### [Given task 1]
Please extract everything from "What to do with" down to "the code objectively." in the post on messy code.

### [Document extract]
------------------------------------------------------------
Monthly Archives: September 2011

This code is a mess. Let’s start from scratch again …


[This was originaly published on #AltDevBlogADay.]

I have heard this sentence a lot of times. And I even said it myself more than once. It is pretty common that programmers want to have a clean and nice code base. They want to be able to understand what is happening at the first glance and they want to have the feeling that the code meets their quality expectations.

I also do.

But there is a serious problem which is often overlooked when we talk about ‘throwing away’ and starting from scratch.

Where is this messy code coming from?

Code does not get ‘messy’ and war-torn by itself. It is also – normally – not the fault of some stupid programmer who has no clue what he is doing. I admit, this might happen from time to time, but I have never worked with anybody who could be attributed like that.

This are the two main reasons for code to become ‘messy’.

Bugfixes and the handling of corner-cases

There are lots of issues that are found and fixed during the lifetime of a code base. All the small and big fixes sum up to code, that is not really what one would call ‘clean’. But this does not mean, that the code is bad. I would even say it is exactly the opposite of bad. The functionality is tested, proven and able to handle real-world data thrown at it. This ‘messy’ code is your safe haven and you can rely on it doing what you would expect.

Design/Focus changes

The code was written under different base assumption, which are not valid any more. Design or focus changes forced a strong shift and required the code to adapt in ways that were not really fitting its original design. This leads pretty fast to code, which is hard to understand as a whole and therefore hard to maintain. The additional complexity introduced by this can even spread into the toolchain, which makes the also the life of the user of the system miserable.

What to do with the mess?

The most important thing, is to realize, why the code is in the shape it is. It is crucial, that this is approached with the right mindset. You always should assume, that the implementation, the bugfixes and the extension of the code was done by someone, who had a clear picture of what is going on and a clear understanding of what needs to be done. It might sound obvious, but always assume the best knowledge and the best intent. Then you are able to judge the code objectively.

When you know in which state the code really is and when you understand all the interdependencies, you can make your decision on how to refactor it.

If there is no serious flaw in the design and it was not developed with different base assumptions and a different goal then what it has grown into, you should really think twice if you want to change it at all. Is there really a pressing reason to change it? Your decision should be not based on how much you like the code and how you judge the ‘elegance’ of the solution. The sole reason for the existence of the code is to deliver a specific functionality. And if this functionality is not suffering from the ‘ugliness’, don’t put it on stake. Accept the fact, that it might be not perfect, but it does the job. In the end, we are not writing code for the sake of writing code. We are building software. If the software functions properly, we did our job well. No one cares if there is code somewhere that does not adhere to the personal standards of a programmer, right?

Should you realize, that the code was developed with different requirements and was afterwards altered to somehow mirror the changes that happened to this requirements, the situation might be a bit more complicated. But even then, you need to keep in mind, that even this code is not necessarily shitty.
------------------------------------------------------------
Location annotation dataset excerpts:
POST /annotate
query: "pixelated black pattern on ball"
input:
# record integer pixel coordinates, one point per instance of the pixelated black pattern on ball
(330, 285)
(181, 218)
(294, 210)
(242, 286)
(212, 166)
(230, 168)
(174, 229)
------------------------------------------------------------
### [Given task 2]
Change "ball" to "sphere" throughout the listing, and give the full listing again with everything else left as it is.

### [Exercise output 1]
What to do with the mess?

The most important thing, is to realize, why the code is in the shape it is. It is crucial, that this is approached with the right mindset. You always should assume, that the implementation, the bugfixes and the extension of the code was done by someone, who had a clear picture of what is going on and a clear understanding of what needs to be done. It might sound obvious, but always assume the best knowledge and the best intent. Then you are able to judge the code objectively.

### [Exercise output 2]
POST /annotate
query: "pixelated black pattern on sphere"
input:
# record integer pixel coordinates, one point per instance of the pixelated black pattern on sphere
(330, 285)
(181, 218)
(294, 210)
(242, 286)
(212, 166)
(230, 168)
(174, 229)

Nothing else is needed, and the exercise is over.